TEXT SEGMENT:

# Opening an account with Nationwide International - Isle of Man



## Shepherd (20 Dec 2010)

Has anyone opened an account with Nationwide International in Isle of Man and if so what is your experience or opinion on them? I understand that they are a subsidary of Nationwide UK Ireland with whom I already have an account with and so far I am very pleased with them. 

Is Nat Int.(IOM) completely separate from NUK Ireland and would it be prudent to have funds (up to maximum compensation levels) in both banks?

I would be opening a sterling account so would love to hear from anyone who has done so with this bank. Thanks.


----------



## Lightning (21 Dec 2010)

I know someone who opened a Nationwide International account recently and they speak highly of Nationwide International.

Nationwide UK Ireland and Nationwide International are both subsidiaries of Nationwide UK.


----------



## BostonBoy (5 Jan 2011)

I recently opened a sterling account with Nationwide International in the Isle Of Man so just want to let you know my experience as I've benefited from the knowledge shared on these forums (fora). There's a bit of form filling to do & you have to get id & address certified but you can prob do that in their subsidiary in Dublin if it's near you (13 Merrion Row Dublin 2).

I sent my documentation and forms with my initial deposit via registered post during the snows pre-Christmas & they received everything on 20/12/10 and had acknowledged it by post with account details by last Friday (31/12).

I called into my own Irish bank (Ulster Bank) yesterday and filled out the forms for an electronic transfer of funds to my new IOM account. I anticipated a few roadblocks would be put up by UB but I must say they were very professional when dealing with my request. I've registered for on-line banking with Nationwide so I'll be checking to see that the wire arrives in a few days!

ENTRIES:
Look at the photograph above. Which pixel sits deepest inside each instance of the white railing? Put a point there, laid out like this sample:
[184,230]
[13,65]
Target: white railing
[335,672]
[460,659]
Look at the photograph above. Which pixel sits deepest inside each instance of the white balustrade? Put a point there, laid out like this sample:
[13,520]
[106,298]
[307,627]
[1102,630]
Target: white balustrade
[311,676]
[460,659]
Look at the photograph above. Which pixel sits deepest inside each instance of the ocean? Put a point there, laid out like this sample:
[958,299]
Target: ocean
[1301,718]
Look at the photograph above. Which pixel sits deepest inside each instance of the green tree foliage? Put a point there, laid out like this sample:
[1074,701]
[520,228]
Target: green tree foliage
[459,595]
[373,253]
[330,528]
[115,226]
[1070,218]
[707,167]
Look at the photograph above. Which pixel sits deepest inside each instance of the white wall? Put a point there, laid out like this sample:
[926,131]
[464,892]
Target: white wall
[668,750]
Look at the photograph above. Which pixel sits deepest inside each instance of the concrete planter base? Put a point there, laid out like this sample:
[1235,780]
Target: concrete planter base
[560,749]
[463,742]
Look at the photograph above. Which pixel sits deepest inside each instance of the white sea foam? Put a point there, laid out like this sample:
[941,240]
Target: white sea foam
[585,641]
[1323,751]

LIST OF TASKS:
(a) In the forum thread about Nationwide International, why does BostonBoy share his experience of opening a sterling account? Answer in one to three sentences.
(b) Give the user name of every poster in the forum thread about Nationwide International, each with the date shown for that post.
(c) Carry the forum thread about Nationwide International on from its last sentence.
The entries have no connection to the forum thread about Nationwide International.

EXERCISE ANSWERS:
(a) He shares it because he has benefited from the knowledge shared on these forums.

(b)
- Shepherd: 20 Dec 2010
- Lightning: 21 Dec 2010
- BostonBoy: 5 Jan 2011

(c)
Hope this helps & this is my 1st posting and I've seen some weird & wonderful sayings attached with posts & my thought for the day is: 
"Just because I'm paranoid doesn't mean they're not all out to get me!"


----------



## Conshine (5 Jan 2011)

How does the tax on your interest work out? They take less than the 27% in Ireland and it is paid to the UK government. Do you claim back all of the deducted amount from the UK government and then pay the Irish Government 27% of the gross?


----------



## Lightning (5 Jan 2011)

You pay zero tax at source. You then need to declare your interest to the Revenue and pay tax. 

Do declare it. You will get yourself in big trouble if you have a zero tax account on the IOM and it is undeclared. 

BostonBoy - Thanks for sharing your thoughts on your experience with an offshore account.


----------



## Shepherd (5 Jan 2011)

Thanks BostonBoy for your information. I havn't yet gone ahead and opened an account with them  - the only reason being I am still undecided about sterling or US$ or Swiss francs for that matter!! 
Their rates are competitive enough however.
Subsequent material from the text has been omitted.